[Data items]

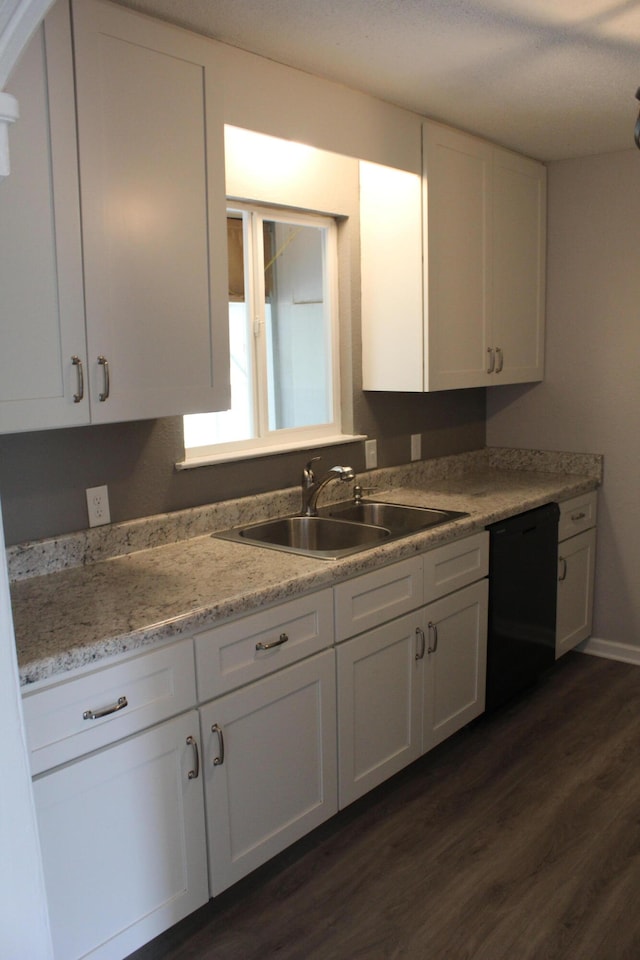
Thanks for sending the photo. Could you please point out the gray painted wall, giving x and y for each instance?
(590, 398)
(43, 475)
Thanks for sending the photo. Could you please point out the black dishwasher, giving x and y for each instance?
(522, 601)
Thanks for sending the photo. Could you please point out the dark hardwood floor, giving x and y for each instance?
(518, 839)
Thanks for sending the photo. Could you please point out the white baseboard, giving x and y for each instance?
(597, 647)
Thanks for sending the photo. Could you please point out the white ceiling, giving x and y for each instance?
(550, 78)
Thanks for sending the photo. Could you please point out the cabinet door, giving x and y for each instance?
(270, 766)
(456, 662)
(391, 277)
(519, 250)
(576, 571)
(151, 147)
(379, 705)
(40, 257)
(123, 842)
(457, 184)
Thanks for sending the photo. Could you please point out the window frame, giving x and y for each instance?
(293, 438)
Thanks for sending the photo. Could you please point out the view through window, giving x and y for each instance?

* **Directions**
Using the records above, output their complete text exactly, minus any images.

* **Response to the exercise**
Thanks for sending the photo. Could you please point out the gray painted wall, giving x and y for each instance?
(590, 398)
(43, 475)
Thanks for sending the photo. Could you please point out the black dishwasher, giving x and y for each instance?
(522, 601)
Thanks for sending the photo. Could you please point out the dark hardwood floor, giving x and y for each instance?
(518, 839)
Thanks for sending the photo. Could you please point out the white baseboard, giving x and y for each instance?
(597, 647)
Thanks for sending the photo. Could you please point out the white ceiling, giving x and y for each instance?
(550, 78)
Thanks for sending the photo. Could you please point out the cabinet door, giving x and y for each instance?
(270, 766)
(456, 662)
(391, 277)
(519, 250)
(576, 571)
(151, 147)
(379, 705)
(40, 257)
(123, 842)
(457, 184)
Thanks for sending the photo. Could you please point out the window frame, giving x and y for each instance?
(293, 438)
Thanks for sending the photo. Could you please point out the view through window, giving x and y for each instance?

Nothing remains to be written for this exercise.